*** Begin section ***

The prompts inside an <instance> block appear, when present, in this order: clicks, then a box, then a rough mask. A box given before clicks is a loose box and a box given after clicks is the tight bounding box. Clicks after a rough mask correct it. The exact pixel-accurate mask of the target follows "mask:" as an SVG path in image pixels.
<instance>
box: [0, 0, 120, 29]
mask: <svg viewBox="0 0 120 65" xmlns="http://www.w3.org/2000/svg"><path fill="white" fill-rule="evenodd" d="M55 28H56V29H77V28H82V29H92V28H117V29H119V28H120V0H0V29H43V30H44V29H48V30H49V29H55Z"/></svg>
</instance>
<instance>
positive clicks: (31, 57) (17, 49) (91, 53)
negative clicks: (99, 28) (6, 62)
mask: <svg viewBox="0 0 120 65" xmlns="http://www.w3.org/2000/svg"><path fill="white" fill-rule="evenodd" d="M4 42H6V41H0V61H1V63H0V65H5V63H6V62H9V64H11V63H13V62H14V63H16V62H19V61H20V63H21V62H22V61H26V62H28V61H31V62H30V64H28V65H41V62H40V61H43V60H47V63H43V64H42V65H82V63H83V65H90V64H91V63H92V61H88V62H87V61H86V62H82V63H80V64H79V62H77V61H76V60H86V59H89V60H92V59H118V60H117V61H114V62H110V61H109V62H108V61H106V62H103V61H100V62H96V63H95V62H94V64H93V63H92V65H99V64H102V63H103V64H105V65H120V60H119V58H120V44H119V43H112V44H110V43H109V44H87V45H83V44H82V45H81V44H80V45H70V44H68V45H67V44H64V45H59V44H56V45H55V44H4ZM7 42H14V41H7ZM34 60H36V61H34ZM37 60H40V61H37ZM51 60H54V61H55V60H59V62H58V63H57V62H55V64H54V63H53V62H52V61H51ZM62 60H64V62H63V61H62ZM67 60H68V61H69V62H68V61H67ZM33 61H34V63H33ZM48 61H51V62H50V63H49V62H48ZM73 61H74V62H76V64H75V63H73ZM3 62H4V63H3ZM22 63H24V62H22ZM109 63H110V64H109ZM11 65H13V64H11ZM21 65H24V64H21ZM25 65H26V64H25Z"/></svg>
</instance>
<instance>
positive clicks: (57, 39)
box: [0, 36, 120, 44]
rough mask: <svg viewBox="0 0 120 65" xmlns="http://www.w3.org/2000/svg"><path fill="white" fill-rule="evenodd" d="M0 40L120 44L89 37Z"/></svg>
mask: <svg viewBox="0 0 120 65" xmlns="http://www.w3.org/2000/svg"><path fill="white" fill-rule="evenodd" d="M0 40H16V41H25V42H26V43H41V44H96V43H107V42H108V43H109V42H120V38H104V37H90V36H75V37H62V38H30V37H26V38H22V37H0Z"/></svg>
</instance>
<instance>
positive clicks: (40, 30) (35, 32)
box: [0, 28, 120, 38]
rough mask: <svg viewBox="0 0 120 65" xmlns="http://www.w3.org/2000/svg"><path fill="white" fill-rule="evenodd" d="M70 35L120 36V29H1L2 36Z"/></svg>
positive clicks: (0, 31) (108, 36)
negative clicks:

*** End section ***

--- Exercise description ---
Read each line of the material, and wherever the word "positive" turns up, copy that line.

--- Exercise solution ---
positive clicks: (31, 57) (17, 49) (91, 53)
positive clicks: (57, 39)
positive clicks: (40, 30) (35, 32)
positive clicks: (0, 31) (108, 36)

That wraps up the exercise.